(Location labeling entries)
* * * * *

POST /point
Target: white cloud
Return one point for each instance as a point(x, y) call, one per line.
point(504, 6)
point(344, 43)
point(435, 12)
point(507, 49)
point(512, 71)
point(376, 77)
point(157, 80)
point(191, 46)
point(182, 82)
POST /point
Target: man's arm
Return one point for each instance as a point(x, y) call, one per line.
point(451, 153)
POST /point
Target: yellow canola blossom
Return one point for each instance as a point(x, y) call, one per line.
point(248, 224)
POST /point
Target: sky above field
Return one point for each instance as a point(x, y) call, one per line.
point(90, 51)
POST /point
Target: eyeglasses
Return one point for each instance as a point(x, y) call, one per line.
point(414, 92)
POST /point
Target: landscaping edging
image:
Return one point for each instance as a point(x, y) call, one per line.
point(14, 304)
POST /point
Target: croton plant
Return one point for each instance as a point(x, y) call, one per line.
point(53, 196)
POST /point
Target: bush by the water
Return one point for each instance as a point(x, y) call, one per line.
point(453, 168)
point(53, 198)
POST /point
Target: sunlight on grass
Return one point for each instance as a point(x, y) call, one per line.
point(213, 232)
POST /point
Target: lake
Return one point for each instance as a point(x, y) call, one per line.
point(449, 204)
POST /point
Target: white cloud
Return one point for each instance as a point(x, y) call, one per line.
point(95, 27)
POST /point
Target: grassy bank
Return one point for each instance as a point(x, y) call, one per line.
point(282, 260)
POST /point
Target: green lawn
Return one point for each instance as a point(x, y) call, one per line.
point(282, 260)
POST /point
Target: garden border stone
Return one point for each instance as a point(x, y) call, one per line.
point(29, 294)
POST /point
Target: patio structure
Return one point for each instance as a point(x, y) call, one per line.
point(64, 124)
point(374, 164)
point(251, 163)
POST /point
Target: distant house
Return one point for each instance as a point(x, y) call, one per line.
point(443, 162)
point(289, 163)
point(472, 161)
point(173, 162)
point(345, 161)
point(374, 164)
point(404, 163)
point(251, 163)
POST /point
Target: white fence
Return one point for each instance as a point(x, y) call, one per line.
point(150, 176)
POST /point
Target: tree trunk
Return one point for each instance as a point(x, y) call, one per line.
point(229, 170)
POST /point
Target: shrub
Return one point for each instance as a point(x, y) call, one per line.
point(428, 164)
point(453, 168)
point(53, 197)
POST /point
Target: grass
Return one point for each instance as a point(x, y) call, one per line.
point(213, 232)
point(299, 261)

* * * * *

THE TASK: Render the entries from their first line through the line containing "point(182, 82)" as a Markdown table with columns named Row and Line, leaving out any blank lines.

WRITTEN RESPONSE:
| Row | Line |
|---|---|
| 1 | POST /point |
| 2 | Target: white cloud |
| 3 | Return one point for each instance as a point(x, y) call, one per line. |
| 4 | point(504, 6) |
| 5 | point(344, 43) |
| 6 | point(435, 12) |
| 7 | point(507, 49) |
| 8 | point(512, 71) |
| 9 | point(376, 77) |
| 10 | point(157, 80) |
| 11 | point(191, 46) |
| 12 | point(182, 82) |